→ WHAT YOU WILL DO: Copy out every entry, keeping each character the same.

[Stored dataset items]
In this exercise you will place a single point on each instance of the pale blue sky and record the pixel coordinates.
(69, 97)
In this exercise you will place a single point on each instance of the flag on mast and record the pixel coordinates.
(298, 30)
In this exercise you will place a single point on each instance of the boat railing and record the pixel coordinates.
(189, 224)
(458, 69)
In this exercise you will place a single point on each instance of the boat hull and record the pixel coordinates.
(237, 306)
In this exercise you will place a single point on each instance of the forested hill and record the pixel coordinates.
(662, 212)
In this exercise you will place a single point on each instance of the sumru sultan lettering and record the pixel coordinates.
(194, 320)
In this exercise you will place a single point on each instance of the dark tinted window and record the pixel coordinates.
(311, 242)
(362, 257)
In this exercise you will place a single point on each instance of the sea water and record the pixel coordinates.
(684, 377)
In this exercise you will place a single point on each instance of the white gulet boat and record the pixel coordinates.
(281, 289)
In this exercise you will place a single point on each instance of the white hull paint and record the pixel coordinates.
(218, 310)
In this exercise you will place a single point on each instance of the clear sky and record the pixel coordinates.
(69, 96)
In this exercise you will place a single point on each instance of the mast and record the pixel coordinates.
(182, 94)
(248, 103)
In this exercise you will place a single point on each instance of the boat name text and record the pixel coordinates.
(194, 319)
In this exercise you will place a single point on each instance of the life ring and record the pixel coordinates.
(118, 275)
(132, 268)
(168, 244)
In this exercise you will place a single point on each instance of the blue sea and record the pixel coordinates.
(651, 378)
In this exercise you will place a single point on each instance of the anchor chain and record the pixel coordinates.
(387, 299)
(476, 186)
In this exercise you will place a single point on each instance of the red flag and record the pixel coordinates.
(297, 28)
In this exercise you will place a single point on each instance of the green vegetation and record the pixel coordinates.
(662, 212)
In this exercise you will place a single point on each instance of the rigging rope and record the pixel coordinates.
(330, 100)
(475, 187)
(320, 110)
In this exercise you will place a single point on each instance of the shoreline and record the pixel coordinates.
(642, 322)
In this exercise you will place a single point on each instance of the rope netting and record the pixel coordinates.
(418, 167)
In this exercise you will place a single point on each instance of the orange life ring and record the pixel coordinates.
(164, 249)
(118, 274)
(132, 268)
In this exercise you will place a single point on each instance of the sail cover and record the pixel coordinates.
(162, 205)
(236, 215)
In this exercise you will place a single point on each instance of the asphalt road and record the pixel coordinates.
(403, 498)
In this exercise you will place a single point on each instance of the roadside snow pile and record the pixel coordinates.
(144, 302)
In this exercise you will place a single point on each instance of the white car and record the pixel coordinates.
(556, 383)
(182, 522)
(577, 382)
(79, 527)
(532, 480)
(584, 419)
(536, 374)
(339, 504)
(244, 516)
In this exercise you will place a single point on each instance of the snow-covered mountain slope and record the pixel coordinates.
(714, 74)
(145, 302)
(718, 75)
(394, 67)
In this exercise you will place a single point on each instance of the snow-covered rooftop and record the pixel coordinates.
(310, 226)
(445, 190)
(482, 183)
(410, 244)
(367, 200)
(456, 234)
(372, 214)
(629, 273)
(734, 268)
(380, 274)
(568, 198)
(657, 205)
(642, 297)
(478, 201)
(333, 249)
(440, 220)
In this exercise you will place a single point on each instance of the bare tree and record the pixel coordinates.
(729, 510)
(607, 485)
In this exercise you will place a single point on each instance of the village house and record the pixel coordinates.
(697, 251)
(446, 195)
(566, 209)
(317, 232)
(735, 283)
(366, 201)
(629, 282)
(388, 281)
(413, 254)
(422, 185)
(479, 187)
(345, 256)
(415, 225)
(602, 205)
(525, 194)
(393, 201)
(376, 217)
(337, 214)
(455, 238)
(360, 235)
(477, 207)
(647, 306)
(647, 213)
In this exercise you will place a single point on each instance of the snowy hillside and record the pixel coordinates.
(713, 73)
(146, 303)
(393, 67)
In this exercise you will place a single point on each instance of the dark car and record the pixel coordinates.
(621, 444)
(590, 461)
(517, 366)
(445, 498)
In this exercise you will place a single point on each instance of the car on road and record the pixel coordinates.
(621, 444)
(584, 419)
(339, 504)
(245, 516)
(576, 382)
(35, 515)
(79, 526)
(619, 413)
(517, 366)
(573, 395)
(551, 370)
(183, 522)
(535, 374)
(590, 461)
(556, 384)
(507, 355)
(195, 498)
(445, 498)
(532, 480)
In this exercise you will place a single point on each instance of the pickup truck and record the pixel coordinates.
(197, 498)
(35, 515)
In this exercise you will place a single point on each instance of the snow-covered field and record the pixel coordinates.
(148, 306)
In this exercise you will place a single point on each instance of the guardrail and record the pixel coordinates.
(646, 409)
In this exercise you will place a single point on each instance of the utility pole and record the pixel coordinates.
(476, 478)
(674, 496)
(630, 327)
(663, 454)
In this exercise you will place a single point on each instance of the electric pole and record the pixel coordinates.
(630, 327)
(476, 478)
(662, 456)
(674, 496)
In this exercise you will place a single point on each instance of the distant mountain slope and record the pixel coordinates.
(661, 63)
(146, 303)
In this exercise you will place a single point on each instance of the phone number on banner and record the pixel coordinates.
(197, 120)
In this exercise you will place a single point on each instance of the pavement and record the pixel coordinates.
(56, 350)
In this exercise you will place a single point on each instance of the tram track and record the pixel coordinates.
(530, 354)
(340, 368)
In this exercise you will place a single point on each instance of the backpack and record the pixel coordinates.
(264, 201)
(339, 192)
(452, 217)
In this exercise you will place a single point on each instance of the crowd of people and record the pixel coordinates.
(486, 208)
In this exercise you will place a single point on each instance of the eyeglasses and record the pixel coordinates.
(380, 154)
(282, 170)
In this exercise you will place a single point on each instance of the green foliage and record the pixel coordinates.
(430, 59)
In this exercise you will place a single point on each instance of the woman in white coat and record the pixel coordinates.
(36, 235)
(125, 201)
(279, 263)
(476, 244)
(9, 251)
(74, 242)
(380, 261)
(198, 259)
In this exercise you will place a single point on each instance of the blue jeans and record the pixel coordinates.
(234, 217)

→ YOUR RESPONSE:
In this exercise you will place a single point on each instance of the pale blue sky and record the pixel coordinates.
(69, 97)
In this exercise you will place a single point on each instance of the flag on mast and record the pixel coordinates.
(298, 30)
In this exercise you will place a single point on each instance of the boat railing and record the pixel coordinates.
(189, 224)
(458, 69)
In this exercise you will place a single point on each instance of the boat hull and record the pixel coordinates.
(237, 306)
In this exercise you will place a single point on each instance of the forested hill and record the pixel coordinates.
(662, 212)
In this exercise you will place a single point on each instance of the sumru sultan lettering and record the pixel coordinates.
(194, 320)
In this exercise you will place a single point on each instance of the dark tinted window and record the pixel coordinates.
(311, 242)
(362, 257)
In this exercise you will place a single point on each instance of the sea water and record the pixel coordinates.
(684, 377)
In this exercise you will place a single point on each instance of the white gulet boat and record the pixel coordinates.
(281, 289)
In this exercise you will place a single point on each instance of the white hull paint and record the pixel coordinates.
(218, 310)
In this exercise you will place a single point on each instance of the clear sky and record the pixel coordinates.
(69, 96)
In this exercise you will place a single point on each instance of the mast and record the pixel coordinates.
(182, 94)
(248, 103)
In this exercise you will place a single point on each instance of the boat name text and record the pixel coordinates.
(194, 319)
In this exercise you will place a single point on each instance of the life ring and record the pixel coordinates.
(118, 275)
(132, 268)
(168, 244)
In this exercise you will place a single point on each instance of the blue sea and record the pixel coordinates.
(651, 378)
In this exercise you will place a single point on each instance of the anchor chain and record the pixel coordinates.
(387, 299)
(476, 186)
In this exercise you will place a single point on each instance of the red flag and record the pixel coordinates.
(297, 28)
In this exercise you will place a single point on each instance of the green vegetation and record the pixel coordinates.
(662, 212)
In this exercise you will place a single point on each instance of the rigging rope and record the pixel coordinates.
(330, 100)
(475, 187)
(320, 110)
In this exercise you will place a single point on each instance of the shoreline and record the pixel coordinates.
(642, 322)
In this exercise you will place a single point on each instance of the rope netting and record the pixel coordinates.
(418, 167)
In this exercise you will place a single point on each instance of the orange life ring and record the pixel coordinates.
(164, 249)
(118, 274)
(132, 268)
In this exercise you will place a single point on each instance of the sail cover and record the pixel coordinates.
(162, 205)
(236, 215)
In this exercise you will place a single point on each instance of the asphalt road and record the pixel coordinates.
(403, 498)
In this exercise you will place a single point on each instance of the roadside snow pile and record the pixel coordinates.
(144, 302)
In this exercise you will place a single point on each instance of the white car and record the pixel coordinates.
(556, 383)
(182, 522)
(577, 382)
(79, 527)
(532, 480)
(584, 419)
(536, 374)
(339, 504)
(244, 516)
In this exercise you will place a single point on each instance of the snow-covered mountain slope and record the pixel coordinates.
(714, 74)
(145, 302)
(718, 75)
(394, 67)
In this exercise you will place a single point on each instance of the snow-covered rooftop and record the pixel coordinates.
(310, 226)
(445, 190)
(482, 183)
(410, 244)
(367, 200)
(456, 234)
(372, 214)
(629, 273)
(734, 268)
(380, 274)
(568, 198)
(657, 205)
(642, 297)
(478, 201)
(333, 249)
(440, 220)
In this exercise you will place a single point on each instance of the bare tree and record the pixel coordinates.
(729, 510)
(607, 485)
In this exercise you will place a single point on each instance of the village house and record the pixel coordinates.
(697, 251)
(446, 195)
(566, 209)
(317, 232)
(735, 283)
(366, 201)
(629, 282)
(388, 281)
(413, 254)
(422, 185)
(479, 187)
(345, 256)
(415, 225)
(602, 205)
(525, 194)
(393, 201)
(376, 217)
(337, 214)
(455, 238)
(360, 235)
(477, 207)
(647, 306)
(647, 213)
In this exercise you will place a single point on each instance of the snowy hillside and record the pixel coordinates.
(713, 73)
(146, 303)
(393, 67)
In this exercise you will place a single point on each instance of the dark car and record the pixel coordinates.
(621, 444)
(590, 461)
(517, 366)
(445, 498)
In this exercise you will place a single point on each instance of the car on road and record the pixel coordinates.
(621, 444)
(584, 419)
(339, 504)
(245, 516)
(576, 382)
(35, 515)
(79, 526)
(619, 413)
(517, 366)
(573, 395)
(551, 370)
(183, 522)
(535, 374)
(590, 461)
(556, 384)
(507, 355)
(195, 498)
(445, 498)
(532, 480)
In this exercise you will place a single point on each instance of the pickup truck and record the pixel coordinates.
(197, 498)
(35, 515)
In this exercise you will place a single point on each instance of the snow-covered field and record the pixel coordinates.
(148, 306)
In this exercise you will place a single point on each instance of the guardrail and record the pixel coordinates.
(646, 409)
In this exercise you will place a single point on each instance of the utility pole and record the pixel coordinates.
(476, 478)
(674, 496)
(630, 327)
(663, 454)
In this exercise you will place a single point on each instance of the electric pole and record the pixel coordinates.
(630, 327)
(476, 478)
(662, 456)
(674, 496)
In this exercise you will place a single point on each instance of the distant mountain slope and record the pixel coordinates.
(661, 63)
(146, 303)
In this exercise you will place a single point on each instance of the phone number on banner and record the pixel coordinates.
(197, 120)
In this exercise you will place a single point on each instance of the pavement and record the pixel coordinates.
(56, 350)
In this exercise you will place a single point on each instance of the tram track and record the pixel coordinates.
(530, 354)
(340, 368)
In this exercise you will place a single point on each instance of the backpack and record the pixel coordinates.
(264, 201)
(339, 192)
(452, 217)
In this exercise you will place a single point on each instance of the crowd of people and record the pixel coordinates.
(486, 208)
In this exercise you will place a single point on each instance of the eyeglasses and record the pixel coordinates.
(380, 154)
(282, 170)
In this exercise you will place a single point on each instance of the green foliage and record the pixel coordinates.
(430, 59)
In this exercise you will place a single point on each instance of the woman in white coat and record the pixel coordinates.
(36, 235)
(125, 201)
(279, 263)
(476, 244)
(9, 251)
(74, 242)
(380, 261)
(198, 259)
In this exercise you will place a single point on each instance of the blue jeans and record the pixel coordinates.
(234, 217)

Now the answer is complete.